Records shown —
=-=-=

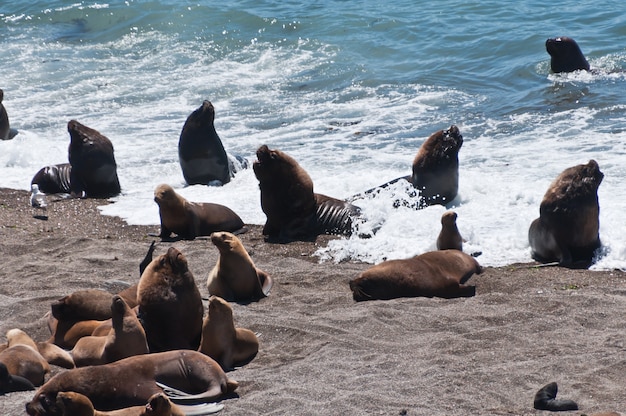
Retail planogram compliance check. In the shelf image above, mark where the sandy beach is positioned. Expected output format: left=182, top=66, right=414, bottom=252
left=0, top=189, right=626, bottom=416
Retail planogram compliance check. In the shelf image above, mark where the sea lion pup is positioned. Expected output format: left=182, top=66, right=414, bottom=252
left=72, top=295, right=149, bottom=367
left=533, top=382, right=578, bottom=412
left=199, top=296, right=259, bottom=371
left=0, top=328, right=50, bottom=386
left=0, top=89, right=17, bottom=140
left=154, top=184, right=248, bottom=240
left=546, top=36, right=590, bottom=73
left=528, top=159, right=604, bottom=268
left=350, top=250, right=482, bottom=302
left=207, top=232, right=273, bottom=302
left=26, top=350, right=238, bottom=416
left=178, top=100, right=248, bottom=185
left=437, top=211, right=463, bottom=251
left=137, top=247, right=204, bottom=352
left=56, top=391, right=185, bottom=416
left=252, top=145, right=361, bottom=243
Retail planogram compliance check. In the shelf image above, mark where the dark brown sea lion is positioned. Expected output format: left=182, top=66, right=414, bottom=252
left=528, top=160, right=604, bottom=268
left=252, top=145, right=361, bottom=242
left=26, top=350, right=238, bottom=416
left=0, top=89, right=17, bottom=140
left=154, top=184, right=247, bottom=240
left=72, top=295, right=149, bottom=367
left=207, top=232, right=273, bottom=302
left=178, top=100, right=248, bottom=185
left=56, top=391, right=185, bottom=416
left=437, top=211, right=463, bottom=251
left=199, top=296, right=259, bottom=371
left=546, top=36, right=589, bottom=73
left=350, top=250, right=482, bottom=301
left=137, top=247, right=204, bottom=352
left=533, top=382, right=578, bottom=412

=-=-=

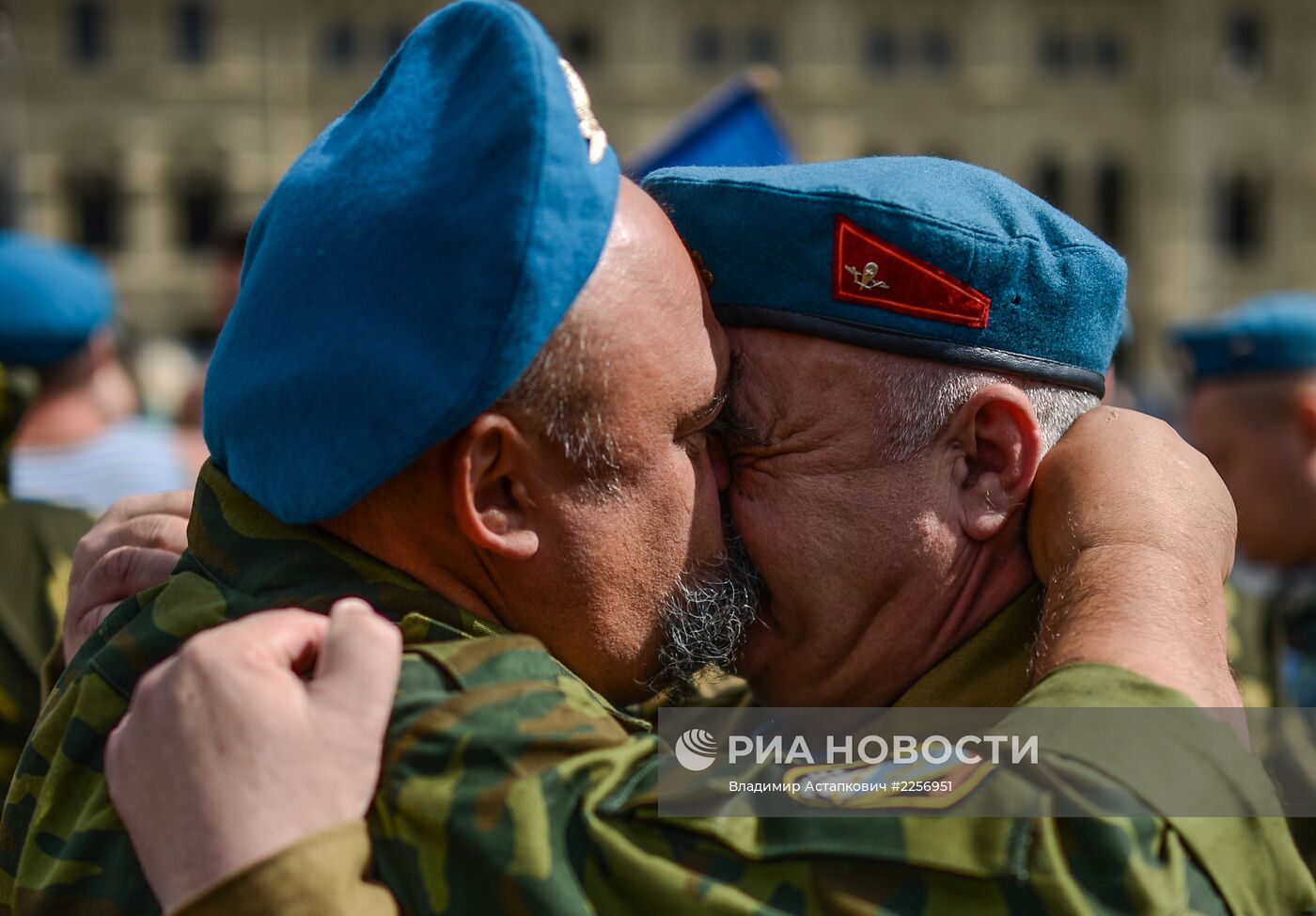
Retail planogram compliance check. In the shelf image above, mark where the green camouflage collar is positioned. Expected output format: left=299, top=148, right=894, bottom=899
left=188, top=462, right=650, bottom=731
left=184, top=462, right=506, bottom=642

=-=-=

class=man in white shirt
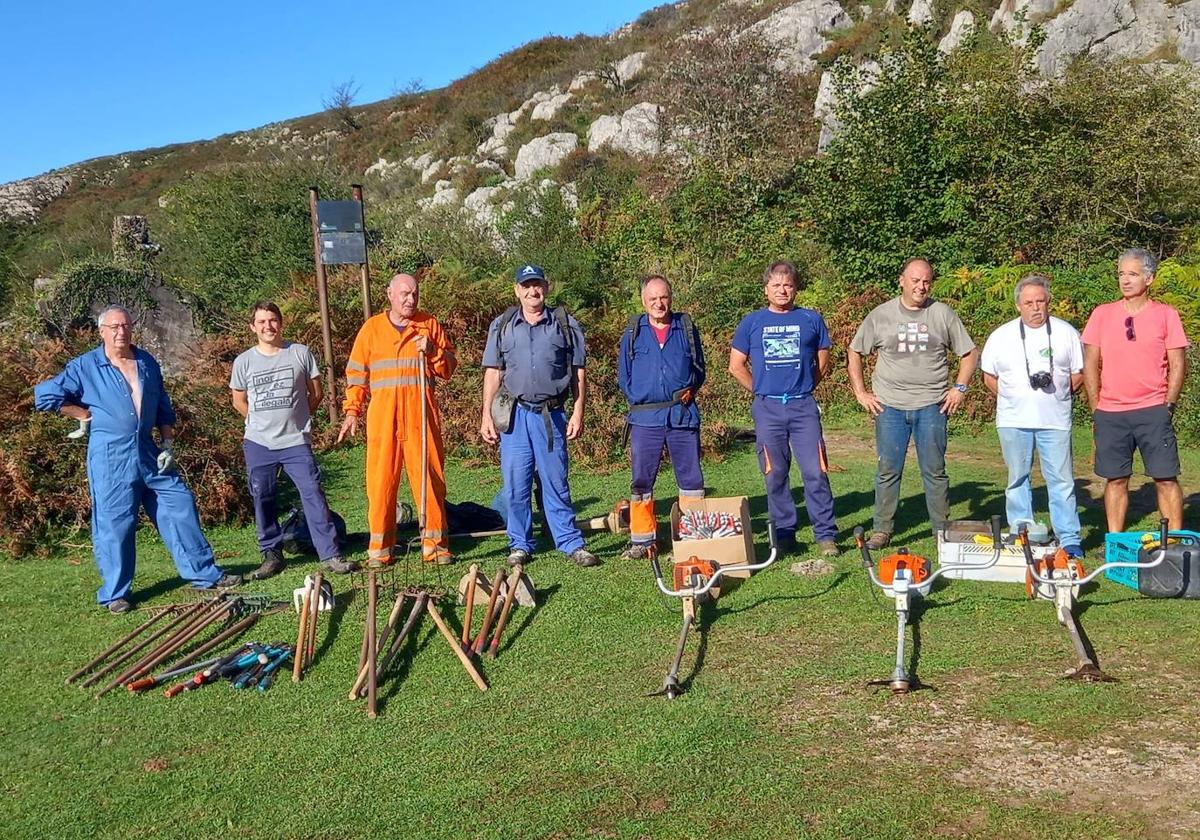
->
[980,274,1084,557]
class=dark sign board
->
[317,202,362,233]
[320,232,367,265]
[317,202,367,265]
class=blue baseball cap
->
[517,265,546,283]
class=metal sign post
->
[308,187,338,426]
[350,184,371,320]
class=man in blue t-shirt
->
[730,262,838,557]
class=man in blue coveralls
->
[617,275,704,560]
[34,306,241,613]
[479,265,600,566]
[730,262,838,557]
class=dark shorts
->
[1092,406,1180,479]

=-=-=

Output the data from the line with "class=dark sign board" to the line with "[1092,406,1180,479]" as a two-column CSV with the headers input and output. Give one row for each input, holding it and its output, and put each value in a single quoted field with line breaks replaced by spaces.

Task output —
input,output
"class=dark sign board ->","[317,202,362,233] [320,232,367,265] [317,202,367,265]"
"class=blue baseball cap ->","[517,265,546,283]"
"class=metal sign post ->","[308,187,338,426] [350,184,371,320]"
"class=man in blue t-shirt ->","[730,262,838,557]"
"class=man in blue coveralls ->","[617,275,704,560] [34,306,241,613] [479,265,600,566] [730,262,838,557]"
"class=dark shorts ->","[1092,406,1180,479]"